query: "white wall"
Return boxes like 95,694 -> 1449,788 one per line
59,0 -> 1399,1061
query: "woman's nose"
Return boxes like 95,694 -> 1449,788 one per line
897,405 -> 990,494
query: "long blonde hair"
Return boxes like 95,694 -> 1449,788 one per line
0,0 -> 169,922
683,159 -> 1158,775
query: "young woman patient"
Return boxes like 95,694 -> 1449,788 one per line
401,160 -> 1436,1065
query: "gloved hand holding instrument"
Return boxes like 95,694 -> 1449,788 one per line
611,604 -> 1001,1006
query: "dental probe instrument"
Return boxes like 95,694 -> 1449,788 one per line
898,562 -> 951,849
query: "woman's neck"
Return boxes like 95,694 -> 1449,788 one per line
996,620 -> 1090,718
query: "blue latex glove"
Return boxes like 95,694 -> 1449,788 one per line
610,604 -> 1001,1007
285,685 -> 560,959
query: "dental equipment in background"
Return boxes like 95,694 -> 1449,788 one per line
==
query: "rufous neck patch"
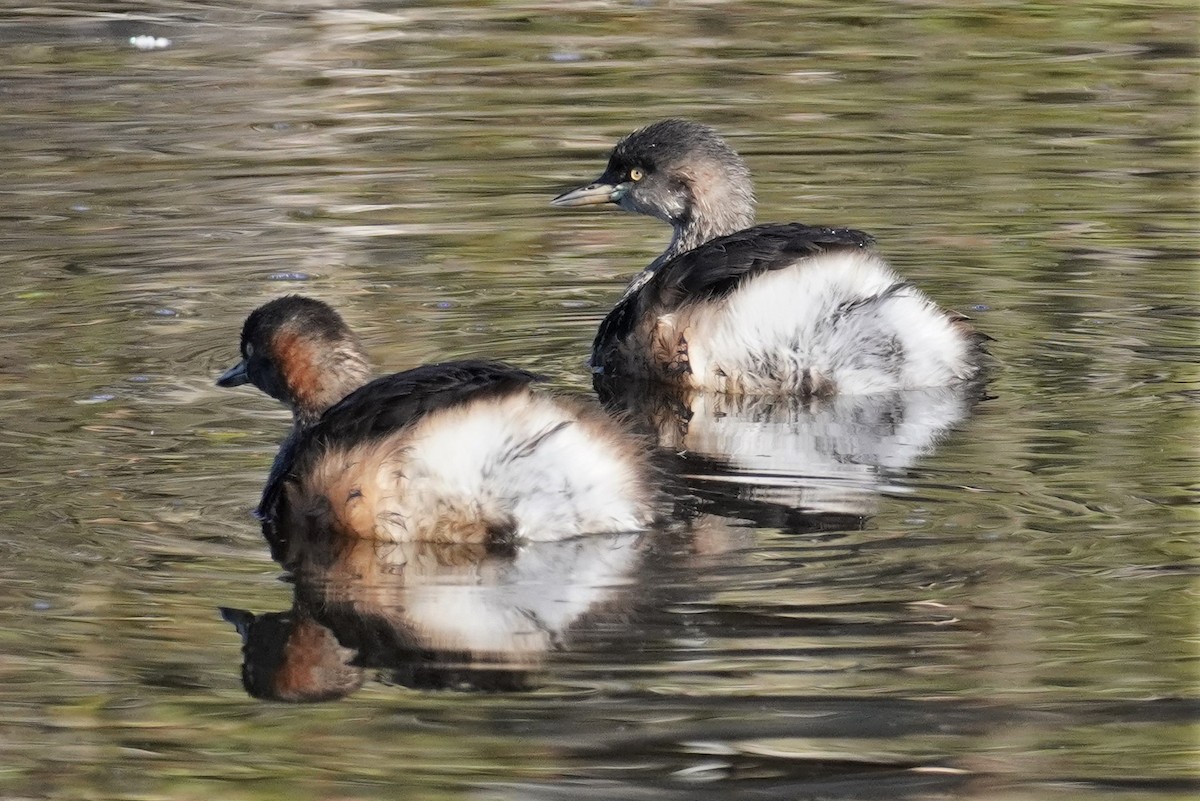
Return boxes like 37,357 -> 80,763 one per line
--
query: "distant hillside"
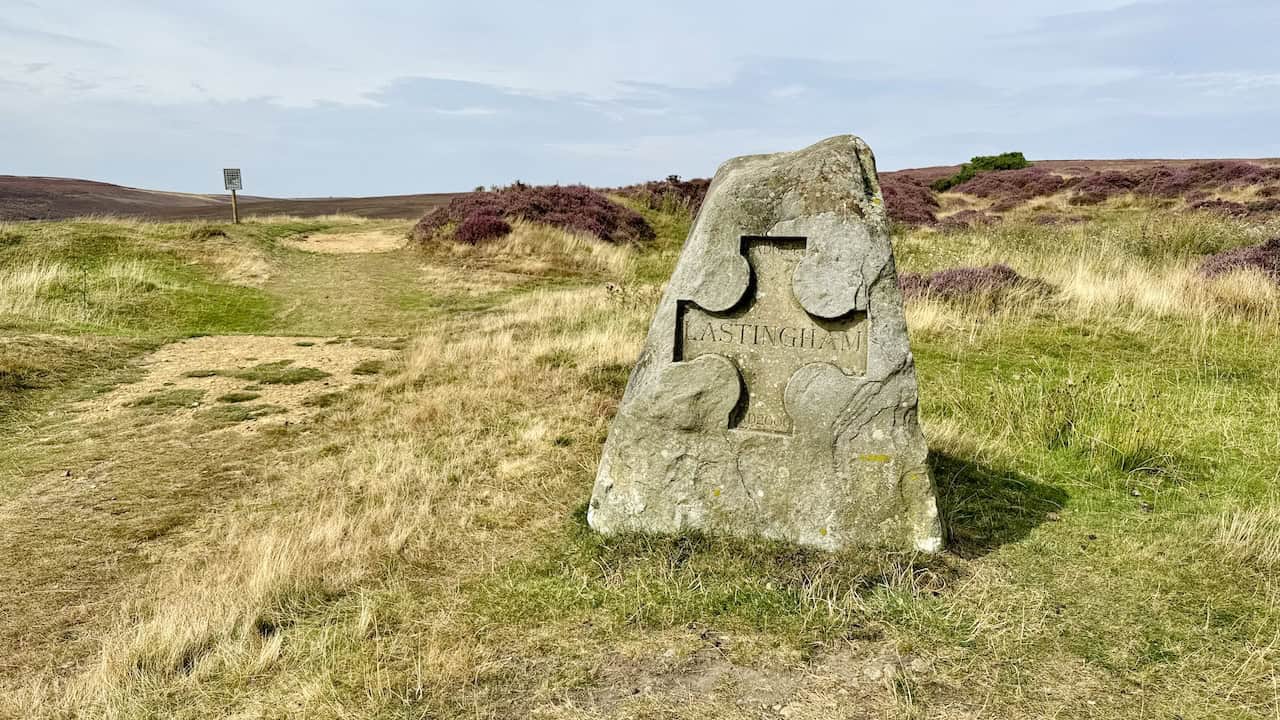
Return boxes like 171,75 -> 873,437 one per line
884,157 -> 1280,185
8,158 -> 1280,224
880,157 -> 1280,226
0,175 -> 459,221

> Problem statement: What lines in the material above hold the string "woman"? List them.

> Answer box:
query: "woman's nose"
query: "young woman patient"
query: "woman's neck"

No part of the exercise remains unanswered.